## Task goal
Extract the listing below in full, unchanged.

[Point placement records]
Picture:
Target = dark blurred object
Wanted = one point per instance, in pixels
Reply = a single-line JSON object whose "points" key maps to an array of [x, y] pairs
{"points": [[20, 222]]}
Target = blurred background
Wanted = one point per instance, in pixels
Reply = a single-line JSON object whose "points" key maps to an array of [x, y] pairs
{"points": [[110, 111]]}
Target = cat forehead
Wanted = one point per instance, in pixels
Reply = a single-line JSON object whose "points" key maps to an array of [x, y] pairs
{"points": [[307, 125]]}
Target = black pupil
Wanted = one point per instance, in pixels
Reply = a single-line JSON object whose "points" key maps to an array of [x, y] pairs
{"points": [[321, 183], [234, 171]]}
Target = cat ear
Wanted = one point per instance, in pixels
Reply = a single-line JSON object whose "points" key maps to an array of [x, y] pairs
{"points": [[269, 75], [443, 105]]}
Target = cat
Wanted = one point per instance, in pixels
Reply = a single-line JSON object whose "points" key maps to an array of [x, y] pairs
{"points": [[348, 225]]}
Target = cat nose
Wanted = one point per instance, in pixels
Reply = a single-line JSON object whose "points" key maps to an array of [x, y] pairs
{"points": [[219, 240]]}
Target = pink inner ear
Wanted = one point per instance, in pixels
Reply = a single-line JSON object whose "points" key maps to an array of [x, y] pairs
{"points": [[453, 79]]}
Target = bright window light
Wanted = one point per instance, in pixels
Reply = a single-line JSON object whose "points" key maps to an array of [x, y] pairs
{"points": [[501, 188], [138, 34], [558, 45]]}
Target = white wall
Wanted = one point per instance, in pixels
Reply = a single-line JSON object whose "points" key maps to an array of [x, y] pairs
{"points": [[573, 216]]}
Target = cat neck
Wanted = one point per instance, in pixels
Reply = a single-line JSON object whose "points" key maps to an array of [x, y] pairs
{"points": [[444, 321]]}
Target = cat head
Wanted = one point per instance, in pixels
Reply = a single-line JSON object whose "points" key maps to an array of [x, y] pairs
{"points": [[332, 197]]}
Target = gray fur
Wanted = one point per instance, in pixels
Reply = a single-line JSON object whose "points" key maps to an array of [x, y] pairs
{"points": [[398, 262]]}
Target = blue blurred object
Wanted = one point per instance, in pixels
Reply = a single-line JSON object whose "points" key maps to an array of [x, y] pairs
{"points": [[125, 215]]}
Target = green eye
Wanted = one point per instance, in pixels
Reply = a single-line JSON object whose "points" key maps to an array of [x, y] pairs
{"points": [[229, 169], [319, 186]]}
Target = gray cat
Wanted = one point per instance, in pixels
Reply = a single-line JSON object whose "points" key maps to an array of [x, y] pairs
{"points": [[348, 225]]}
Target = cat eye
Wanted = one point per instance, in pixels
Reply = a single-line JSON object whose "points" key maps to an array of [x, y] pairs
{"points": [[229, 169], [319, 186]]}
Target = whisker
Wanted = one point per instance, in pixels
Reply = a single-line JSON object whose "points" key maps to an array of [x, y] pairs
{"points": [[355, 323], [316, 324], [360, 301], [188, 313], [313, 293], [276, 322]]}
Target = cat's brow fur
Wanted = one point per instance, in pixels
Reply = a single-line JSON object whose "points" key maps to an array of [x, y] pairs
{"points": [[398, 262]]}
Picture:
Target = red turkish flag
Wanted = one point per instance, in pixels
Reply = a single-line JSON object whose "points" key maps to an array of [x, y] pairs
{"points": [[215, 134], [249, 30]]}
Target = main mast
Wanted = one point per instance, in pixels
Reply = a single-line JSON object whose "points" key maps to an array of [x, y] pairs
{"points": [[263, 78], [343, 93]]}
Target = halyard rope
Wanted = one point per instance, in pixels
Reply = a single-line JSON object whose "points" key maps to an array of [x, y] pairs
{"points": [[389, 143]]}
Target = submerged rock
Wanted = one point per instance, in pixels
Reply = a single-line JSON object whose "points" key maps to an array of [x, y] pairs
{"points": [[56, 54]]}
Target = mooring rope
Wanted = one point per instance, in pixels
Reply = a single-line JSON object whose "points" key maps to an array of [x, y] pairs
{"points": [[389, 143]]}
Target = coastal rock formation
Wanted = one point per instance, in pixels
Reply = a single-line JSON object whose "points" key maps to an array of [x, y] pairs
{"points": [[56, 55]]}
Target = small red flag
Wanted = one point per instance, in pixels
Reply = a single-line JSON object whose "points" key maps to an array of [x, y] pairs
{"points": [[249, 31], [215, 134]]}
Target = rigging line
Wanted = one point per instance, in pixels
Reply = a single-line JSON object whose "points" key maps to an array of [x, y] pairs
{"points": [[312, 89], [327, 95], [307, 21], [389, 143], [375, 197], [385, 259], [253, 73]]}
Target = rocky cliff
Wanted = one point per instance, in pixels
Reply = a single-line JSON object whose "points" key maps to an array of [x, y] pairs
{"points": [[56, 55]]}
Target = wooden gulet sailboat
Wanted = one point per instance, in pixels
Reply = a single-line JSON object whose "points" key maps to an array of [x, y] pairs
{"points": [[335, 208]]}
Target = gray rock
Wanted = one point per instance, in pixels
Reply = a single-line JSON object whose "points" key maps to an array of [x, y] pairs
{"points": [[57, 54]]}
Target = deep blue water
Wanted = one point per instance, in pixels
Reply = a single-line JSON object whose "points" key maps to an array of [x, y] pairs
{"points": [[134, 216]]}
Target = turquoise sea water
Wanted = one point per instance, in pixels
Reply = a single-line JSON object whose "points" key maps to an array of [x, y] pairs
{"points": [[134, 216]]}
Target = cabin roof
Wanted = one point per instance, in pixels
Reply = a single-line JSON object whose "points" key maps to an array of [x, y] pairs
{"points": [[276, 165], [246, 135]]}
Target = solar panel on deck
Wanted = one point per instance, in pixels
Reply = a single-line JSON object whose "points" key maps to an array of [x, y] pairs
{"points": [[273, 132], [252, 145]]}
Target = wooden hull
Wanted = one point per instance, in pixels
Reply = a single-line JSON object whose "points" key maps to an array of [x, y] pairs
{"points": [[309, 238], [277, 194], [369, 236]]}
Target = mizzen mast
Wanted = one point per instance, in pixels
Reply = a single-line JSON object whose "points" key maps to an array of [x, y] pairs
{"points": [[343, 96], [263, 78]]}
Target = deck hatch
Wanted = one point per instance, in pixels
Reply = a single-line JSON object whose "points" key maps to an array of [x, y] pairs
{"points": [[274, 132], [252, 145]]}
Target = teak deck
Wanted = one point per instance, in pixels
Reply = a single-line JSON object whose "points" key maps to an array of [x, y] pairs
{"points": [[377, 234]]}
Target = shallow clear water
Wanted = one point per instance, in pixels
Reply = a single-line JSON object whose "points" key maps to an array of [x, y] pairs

## Solution to this exercise
Picture:
Target = dark blurred object
Wanted = one point per instance, in pixels
Reply = a single-line JSON object whose "points" key maps to an array of [x, y] pairs
{"points": [[20, 222]]}
Target = blurred background
Wanted = one point per instance, in pixels
Reply = a single-line JSON object whose "points" key maps to an array of [x, y] pairs
{"points": [[110, 111]]}
Target = cat forehead
Wanted = one point per instance, in pixels
Reply = a single-line JSON object whose "points" key maps to an array of [x, y] pairs
{"points": [[307, 125]]}
Target = black pupil
Wanted = one point per instance, in pixels
Reply = a single-line JSON object whose "points" key maps to an array of [x, y] pairs
{"points": [[321, 183], [234, 171]]}
Target = cat ear
Wanted = one point per instance, in pixels
Reply = a single-line JSON object whose "points" key maps to an array of [x, y] pairs
{"points": [[269, 75], [443, 105]]}
Target = cat
Wanted = one point per instance, in pixels
Reply = a single-line JSON object whose "points" key maps to an array of [x, y] pairs
{"points": [[348, 225]]}
Target = cat nose
Wanted = one point per instance, in pixels
Reply = a single-line JSON object whose "points" key maps to an array of [x, y] pairs
{"points": [[219, 240]]}
Target = pink inner ear
Wanted = one point per instance, in pixels
Reply = a single-line JSON object whose "points" key maps to an array of [x, y] pairs
{"points": [[453, 79]]}
Target = bright window light
Wanted = one point per instance, in pixels
Reply = a single-line JSON object whose "points" key maps to an array of [x, y] pairs
{"points": [[501, 188], [138, 34], [558, 45]]}
Target = white wall
Wanted = one point per instance, in pixels
Reply = a single-line JSON object whose "points" key maps to an array of [x, y] pairs
{"points": [[573, 216]]}
Target = cat neck
Wanted = one point per instance, in pixels
Reply = a single-line JSON object whose "points" key maps to an array of [x, y] pairs
{"points": [[444, 321]]}
Target = cat head
Wanted = one point per instance, in pixels
Reply = a single-line JSON object whose "points" key maps to an array of [x, y] pairs
{"points": [[332, 197]]}
Target = gray fur
Wanted = one point per instance, in pixels
Reply = a single-line JSON object whose "points" key maps to an array of [x, y] pairs
{"points": [[398, 262]]}
Target = blue blurred object
Wanted = one point per instance, in pixels
Reply = a single-line JSON object whose "points" key maps to an array of [x, y] pairs
{"points": [[125, 215]]}
Target = green eye
Wanted = one point per instance, in pixels
Reply = a single-line JSON object whose "points" key maps to an array of [x, y] pairs
{"points": [[229, 169], [319, 186]]}
Target = gray cat
Wanted = one point per instance, in pixels
Reply = a single-line JSON object whose "points" key maps to an array of [x, y] pairs
{"points": [[348, 225]]}
Target = cat eye
Wanted = one point per instance, in pixels
Reply = a single-line JSON object whose "points" key maps to an array of [x, y] pairs
{"points": [[229, 169], [319, 186]]}
Target = whisker
Wanted = one point per instance, in pixels
Reply = a single-line JSON object whose "points" key maps to an array of [x, y] pairs
{"points": [[355, 323], [316, 324], [360, 301], [188, 313], [313, 293], [276, 322]]}
Target = cat's brow fur
Wanted = one point per instance, in pixels
Reply = a single-line JSON object whose "points" key maps to an array of [x, y] pairs
{"points": [[398, 262]]}
Picture:
Target = red turkish flag
Wanted = one point per instance, in pixels
Reply = a single-line JSON object whose "points" key maps to an array of [x, y] pairs
{"points": [[215, 134], [249, 30]]}
Target = main mast
Wanted = one point per instance, in pixels
Reply = a single-line JSON object whose "points" key maps to an array of [x, y] pairs
{"points": [[263, 78], [343, 93]]}
Target = halyard rope
Wanted = one point per instance, in pixels
Reply = a single-line JSON object whose "points" key maps to an array of [x, y] pairs
{"points": [[389, 143]]}
Target = submerged rock
Wanted = one point per instance, in pixels
Reply = a single-line JSON object whose "points" key maps to an array of [x, y] pairs
{"points": [[56, 54]]}
Target = mooring rope
Wanted = one point per instance, in pixels
Reply = a single-line JSON object whose "points" key maps to an array of [x, y] pairs
{"points": [[389, 143]]}
Target = coastal rock formation
Wanted = one point per instance, in pixels
Reply = a single-line JSON object whose "points" key maps to an array of [x, y] pairs
{"points": [[56, 55]]}
Target = small red flag
Wanted = one point per instance, in pixels
Reply = a single-line JSON object whose "points" key maps to an array of [x, y] pairs
{"points": [[249, 31], [215, 134]]}
Target = rigging line
Wanted = one point per instance, in pixels
Reply = a single-line JSON object whose "points" key maps to an array of [x, y] pairs
{"points": [[312, 89], [327, 95], [307, 21], [389, 143], [375, 197], [385, 259], [253, 73]]}
Target = rocky cliff
Wanted = one point per instance, in pixels
Reply = a single-line JSON object whose "points" key maps to an array of [x, y] pairs
{"points": [[56, 55]]}
Target = wooden gulet sailboat
Wanted = one point per instance, in pixels
Reply = a single-line JSON object whose "points" key maps to an array of [x, y] pairs
{"points": [[335, 208]]}
Target = gray rock
Wanted = one point per instance, in pixels
Reply = a single-line JSON object whose "points" key maps to an array of [x, y] pairs
{"points": [[57, 54]]}
Target = deep blue water
Wanted = one point per instance, in pixels
Reply = a single-line JSON object whose "points" key maps to an array of [x, y] pairs
{"points": [[134, 216]]}
Target = turquoise sea water
Wanted = one point per instance, in pixels
Reply = a single-line JSON object whose "points" key maps to an array of [x, y] pairs
{"points": [[134, 216]]}
Target = cabin roof
Wanted = one point per instance, in pixels
Reply = a single-line JSON object whose "points" key maps to an array of [x, y] pairs
{"points": [[276, 165], [246, 135]]}
Target = solar panel on deck
Wanted = one point per instance, in pixels
Reply = a single-line JSON object whose "points" key maps to an array of [x, y] pairs
{"points": [[273, 132], [252, 145]]}
Target = wooden hull
Wanted = one point per instance, in pixels
Reply = a single-line JSON object whose "points" key maps to an array of [x, y] pairs
{"points": [[309, 238], [277, 194], [369, 236]]}
Target = mizzen mast
Wanted = one point per instance, in pixels
Reply = a single-line JSON object whose "points" key maps to an array of [x, y] pairs
{"points": [[343, 96], [263, 78]]}
Target = deck hatch
Wanted = one point per instance, in pixels
Reply = a single-line JSON object whose "points" key maps to an array of [x, y] pairs
{"points": [[274, 132], [252, 145]]}
Target = teak deck
Wanted = one point per instance, in pixels
Reply = a single-line JSON object whose "points" key maps to an array of [x, y] pairs
{"points": [[377, 234]]}
Target = shallow clear water
Wanted = one point per instance, in pixels
Reply = a single-line JSON object whose "points" key maps to an array of [x, y] pairs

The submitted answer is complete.